[Source extract — start]

Objectives To investigate the association between antidepressant therapy and the later onset of mania/bipolar disorder.
Design Retrospective cohort study using an anonymised electronic health record case register.
Setting South London and Maudsley National Health Service (NHS) Trust (SLaM), a large provider of inpatient and community mental healthcare in the UK.
Participants 21 012 adults presenting to SLaM between 1 April 2006 and 31 March 2013 with unipolar depression.
Exposure Prior antidepressant therapy recorded in electronic health records.
Main outcome measure Time to subsequent diagnosis of mania or bipolar disorder from date of diagnosis of unipolar depression, censored at 31 March 2014.
Methods Multivariable Cox regression analysis with age and gender as covariates.

[Source extract — finish]
[Recorded information — start]

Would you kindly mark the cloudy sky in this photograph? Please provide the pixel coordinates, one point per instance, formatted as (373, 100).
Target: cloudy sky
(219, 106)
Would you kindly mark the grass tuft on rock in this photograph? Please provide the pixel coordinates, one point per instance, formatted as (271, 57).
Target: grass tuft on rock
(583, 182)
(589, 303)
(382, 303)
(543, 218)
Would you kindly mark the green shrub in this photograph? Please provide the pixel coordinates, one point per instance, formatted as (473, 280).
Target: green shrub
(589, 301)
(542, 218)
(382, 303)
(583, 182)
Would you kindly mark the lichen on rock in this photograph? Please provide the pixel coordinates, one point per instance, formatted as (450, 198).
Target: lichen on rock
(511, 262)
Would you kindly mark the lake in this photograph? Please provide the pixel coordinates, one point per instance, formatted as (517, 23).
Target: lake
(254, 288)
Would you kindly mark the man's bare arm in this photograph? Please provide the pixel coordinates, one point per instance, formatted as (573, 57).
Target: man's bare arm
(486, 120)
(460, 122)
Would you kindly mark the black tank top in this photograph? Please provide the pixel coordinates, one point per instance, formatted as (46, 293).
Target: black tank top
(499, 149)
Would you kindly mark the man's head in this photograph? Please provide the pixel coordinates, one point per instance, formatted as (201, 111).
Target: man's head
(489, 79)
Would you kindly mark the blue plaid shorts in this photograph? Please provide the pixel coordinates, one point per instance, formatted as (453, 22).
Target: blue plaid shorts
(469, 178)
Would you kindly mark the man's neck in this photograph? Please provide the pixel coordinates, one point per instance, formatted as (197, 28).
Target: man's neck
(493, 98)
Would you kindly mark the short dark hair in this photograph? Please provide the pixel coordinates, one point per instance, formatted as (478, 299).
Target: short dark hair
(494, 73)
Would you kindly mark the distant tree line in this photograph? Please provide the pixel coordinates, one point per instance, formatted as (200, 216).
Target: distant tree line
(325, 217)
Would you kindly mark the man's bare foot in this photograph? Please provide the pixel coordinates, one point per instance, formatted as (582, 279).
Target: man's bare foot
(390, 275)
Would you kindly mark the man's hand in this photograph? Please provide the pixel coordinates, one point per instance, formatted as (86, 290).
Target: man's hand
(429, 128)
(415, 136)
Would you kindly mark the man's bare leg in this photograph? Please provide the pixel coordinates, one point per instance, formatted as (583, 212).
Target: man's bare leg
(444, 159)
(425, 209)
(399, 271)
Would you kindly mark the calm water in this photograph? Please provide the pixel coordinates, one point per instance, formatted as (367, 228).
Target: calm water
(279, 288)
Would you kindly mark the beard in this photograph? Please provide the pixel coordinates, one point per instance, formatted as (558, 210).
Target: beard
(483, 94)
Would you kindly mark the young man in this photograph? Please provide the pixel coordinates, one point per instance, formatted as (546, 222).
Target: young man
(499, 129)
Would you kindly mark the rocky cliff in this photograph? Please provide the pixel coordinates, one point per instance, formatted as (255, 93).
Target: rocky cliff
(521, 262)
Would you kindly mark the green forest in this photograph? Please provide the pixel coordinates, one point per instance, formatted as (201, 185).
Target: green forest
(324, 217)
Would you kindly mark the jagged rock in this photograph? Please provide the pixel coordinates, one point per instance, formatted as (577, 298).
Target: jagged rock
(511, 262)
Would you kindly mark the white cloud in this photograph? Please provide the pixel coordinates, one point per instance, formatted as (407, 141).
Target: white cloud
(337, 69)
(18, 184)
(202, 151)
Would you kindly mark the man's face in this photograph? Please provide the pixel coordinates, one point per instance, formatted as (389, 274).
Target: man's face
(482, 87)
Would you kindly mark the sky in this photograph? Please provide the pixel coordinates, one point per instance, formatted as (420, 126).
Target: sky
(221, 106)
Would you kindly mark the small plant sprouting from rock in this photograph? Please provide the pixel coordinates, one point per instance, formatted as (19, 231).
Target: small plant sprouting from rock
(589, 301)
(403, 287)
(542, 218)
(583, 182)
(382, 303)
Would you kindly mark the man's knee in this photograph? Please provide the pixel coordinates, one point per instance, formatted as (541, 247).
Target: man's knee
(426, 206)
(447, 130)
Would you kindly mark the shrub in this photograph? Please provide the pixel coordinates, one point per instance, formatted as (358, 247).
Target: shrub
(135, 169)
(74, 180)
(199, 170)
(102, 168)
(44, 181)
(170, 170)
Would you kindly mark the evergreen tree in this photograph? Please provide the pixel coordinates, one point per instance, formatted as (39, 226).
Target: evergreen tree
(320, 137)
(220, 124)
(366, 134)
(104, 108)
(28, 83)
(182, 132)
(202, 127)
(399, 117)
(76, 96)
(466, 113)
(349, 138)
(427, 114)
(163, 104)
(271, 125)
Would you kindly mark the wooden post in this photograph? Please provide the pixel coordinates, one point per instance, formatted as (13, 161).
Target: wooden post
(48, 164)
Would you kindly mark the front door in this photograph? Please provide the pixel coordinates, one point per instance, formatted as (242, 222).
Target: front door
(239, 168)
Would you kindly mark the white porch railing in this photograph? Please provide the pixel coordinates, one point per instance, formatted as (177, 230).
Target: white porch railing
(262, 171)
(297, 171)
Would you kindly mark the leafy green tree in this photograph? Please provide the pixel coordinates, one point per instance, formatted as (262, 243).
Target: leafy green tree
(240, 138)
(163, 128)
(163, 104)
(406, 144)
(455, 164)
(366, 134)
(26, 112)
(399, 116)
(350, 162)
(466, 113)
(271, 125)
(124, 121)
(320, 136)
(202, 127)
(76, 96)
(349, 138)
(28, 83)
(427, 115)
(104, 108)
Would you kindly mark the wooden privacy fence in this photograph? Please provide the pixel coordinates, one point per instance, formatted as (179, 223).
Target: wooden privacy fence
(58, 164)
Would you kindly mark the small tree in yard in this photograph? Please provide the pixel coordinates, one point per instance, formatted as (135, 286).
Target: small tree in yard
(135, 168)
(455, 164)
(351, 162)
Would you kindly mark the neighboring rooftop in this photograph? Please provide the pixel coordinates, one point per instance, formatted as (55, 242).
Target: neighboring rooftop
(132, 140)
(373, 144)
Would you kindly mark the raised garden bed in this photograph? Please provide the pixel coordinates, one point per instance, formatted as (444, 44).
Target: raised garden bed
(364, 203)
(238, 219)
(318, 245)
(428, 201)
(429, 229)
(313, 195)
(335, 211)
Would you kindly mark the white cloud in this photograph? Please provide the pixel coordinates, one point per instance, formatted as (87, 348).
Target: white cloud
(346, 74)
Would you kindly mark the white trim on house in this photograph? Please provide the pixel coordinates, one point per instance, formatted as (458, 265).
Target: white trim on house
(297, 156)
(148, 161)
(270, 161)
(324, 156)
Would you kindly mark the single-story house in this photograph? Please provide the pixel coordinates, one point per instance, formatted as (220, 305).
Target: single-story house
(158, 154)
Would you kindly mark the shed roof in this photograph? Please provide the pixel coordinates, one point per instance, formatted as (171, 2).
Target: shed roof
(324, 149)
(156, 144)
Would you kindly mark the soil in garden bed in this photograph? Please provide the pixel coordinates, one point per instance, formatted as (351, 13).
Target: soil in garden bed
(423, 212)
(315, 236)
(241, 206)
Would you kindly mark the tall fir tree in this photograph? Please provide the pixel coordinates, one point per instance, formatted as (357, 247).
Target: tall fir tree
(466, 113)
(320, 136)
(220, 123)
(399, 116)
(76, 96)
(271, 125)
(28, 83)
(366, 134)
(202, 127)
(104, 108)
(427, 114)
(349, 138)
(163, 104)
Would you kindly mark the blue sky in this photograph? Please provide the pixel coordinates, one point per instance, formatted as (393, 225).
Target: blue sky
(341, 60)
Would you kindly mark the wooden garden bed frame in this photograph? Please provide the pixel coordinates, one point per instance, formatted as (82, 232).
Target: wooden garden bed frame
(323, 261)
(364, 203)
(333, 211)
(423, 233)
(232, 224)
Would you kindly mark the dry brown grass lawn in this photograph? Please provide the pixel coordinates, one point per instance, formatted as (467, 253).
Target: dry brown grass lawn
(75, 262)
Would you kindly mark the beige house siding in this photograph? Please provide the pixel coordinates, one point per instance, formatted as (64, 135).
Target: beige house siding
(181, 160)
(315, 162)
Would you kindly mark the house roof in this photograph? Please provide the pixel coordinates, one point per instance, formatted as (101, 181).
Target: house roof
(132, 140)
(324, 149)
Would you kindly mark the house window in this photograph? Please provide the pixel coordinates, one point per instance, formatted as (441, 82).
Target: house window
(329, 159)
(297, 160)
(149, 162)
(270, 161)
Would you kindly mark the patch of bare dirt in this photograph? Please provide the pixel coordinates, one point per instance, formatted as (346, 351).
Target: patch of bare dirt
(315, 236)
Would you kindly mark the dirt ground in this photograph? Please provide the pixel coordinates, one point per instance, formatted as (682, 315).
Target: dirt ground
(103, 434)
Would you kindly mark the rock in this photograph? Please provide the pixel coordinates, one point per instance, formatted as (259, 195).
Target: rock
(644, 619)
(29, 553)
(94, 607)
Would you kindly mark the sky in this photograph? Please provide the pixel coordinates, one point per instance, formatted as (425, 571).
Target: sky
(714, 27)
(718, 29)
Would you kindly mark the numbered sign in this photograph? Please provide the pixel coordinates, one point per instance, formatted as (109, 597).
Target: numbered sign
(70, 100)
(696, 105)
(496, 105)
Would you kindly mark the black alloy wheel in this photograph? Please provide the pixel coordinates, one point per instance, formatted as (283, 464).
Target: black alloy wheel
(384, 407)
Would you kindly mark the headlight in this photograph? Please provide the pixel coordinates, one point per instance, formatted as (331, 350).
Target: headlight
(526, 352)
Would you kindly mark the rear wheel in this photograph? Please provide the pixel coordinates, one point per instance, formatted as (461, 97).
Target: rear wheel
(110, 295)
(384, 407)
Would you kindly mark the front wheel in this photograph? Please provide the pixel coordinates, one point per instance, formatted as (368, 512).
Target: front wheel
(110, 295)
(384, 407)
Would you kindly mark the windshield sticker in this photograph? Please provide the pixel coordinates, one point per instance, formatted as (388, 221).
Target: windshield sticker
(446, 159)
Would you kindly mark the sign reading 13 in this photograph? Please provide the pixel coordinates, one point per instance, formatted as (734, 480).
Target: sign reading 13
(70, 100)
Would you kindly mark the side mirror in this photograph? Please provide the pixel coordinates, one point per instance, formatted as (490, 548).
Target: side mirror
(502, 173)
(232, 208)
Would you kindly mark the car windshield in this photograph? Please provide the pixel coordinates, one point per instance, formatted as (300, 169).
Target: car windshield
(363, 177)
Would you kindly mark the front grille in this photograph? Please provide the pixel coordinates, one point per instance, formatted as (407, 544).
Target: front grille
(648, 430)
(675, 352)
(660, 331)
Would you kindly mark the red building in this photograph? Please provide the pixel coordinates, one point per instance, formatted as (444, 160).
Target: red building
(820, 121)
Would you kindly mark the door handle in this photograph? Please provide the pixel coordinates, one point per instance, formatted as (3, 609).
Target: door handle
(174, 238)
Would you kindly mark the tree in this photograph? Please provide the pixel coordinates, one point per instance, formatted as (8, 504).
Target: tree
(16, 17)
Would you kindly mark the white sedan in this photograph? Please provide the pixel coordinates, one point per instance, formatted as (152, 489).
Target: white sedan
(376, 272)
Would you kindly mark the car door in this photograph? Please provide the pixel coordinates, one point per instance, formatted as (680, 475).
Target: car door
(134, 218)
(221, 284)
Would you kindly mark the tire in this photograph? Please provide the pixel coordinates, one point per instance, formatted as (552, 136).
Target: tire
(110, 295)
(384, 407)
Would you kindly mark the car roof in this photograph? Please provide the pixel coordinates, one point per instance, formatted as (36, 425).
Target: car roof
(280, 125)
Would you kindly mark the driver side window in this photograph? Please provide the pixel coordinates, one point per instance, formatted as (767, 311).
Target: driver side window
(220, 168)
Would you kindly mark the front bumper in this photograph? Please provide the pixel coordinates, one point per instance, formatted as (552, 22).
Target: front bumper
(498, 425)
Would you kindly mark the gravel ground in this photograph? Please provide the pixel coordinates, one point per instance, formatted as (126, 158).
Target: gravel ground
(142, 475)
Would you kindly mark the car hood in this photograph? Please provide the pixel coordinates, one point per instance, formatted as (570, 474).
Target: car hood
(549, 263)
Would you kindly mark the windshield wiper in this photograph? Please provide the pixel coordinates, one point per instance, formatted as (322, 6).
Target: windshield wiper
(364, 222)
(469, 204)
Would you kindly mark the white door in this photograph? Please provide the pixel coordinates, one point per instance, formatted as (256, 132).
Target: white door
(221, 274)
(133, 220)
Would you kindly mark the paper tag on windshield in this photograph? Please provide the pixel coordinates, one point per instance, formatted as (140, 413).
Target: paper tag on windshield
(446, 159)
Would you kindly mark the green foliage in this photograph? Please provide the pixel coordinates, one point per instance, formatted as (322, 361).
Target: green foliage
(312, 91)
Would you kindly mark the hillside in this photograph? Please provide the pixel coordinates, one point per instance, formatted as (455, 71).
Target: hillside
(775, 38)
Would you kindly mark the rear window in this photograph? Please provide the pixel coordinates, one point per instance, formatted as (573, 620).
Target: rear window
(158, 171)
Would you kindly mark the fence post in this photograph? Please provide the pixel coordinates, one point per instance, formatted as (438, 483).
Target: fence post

[Recorded information — finish]

◆ **Exercise tasks**
1. In the study abstract, which covariates were included in the multivariable Cox regression analysis?
2. From the study abstract, reproduce the part that opens with the words "Participants 21 012" and closes with "gender as covariates.", swapping "unipolar depression" for "major depression".
3. Finish out the next part of the study abstract, continuing on from its last line.

◆ **Answers given**
1. Age and gender.

2.
Participants 21 012 adults presenting to SLaM between 1 April 2006 and 31 March 2013 with major depression.
Exposure Prior antidepressant therapy recorded in electronic health records.
Main outcome measure Time to subsequent diagnosis of mania or bipolar disorder from date of diagnosis of major depression, censored at 31 March 2014.
Methods Multivariable Cox regression analysis with age and gender as covariates.

3.
Results The overall incidence rate of mania/bipolar disorder was 10.9 per 1000 person-years. The peak incidence of mania/bipolar disorder incidence was seen in patients aged between 26 and 35 years (12.3 per 1000 person-years). Prior antidepressant treatment was associated with an increased incidence of mania/bipolar disorder ranging from 13.1 to 19.1 per 1000 person-years. Multivariable analysis indicated a significant association with selective serotonin reuptake inhibitors (HR 1.34, 95% CI 1.18 to 1.52) and venlafaxine (1.35, 1.07 to 1.70).
Conclusions In people with unipolar depression, antidepressant treatment is associated with an increased risk of subsequent mania/bipolar disorder. These findings highlight the importance of considering risk factors for mania when treating people with depression.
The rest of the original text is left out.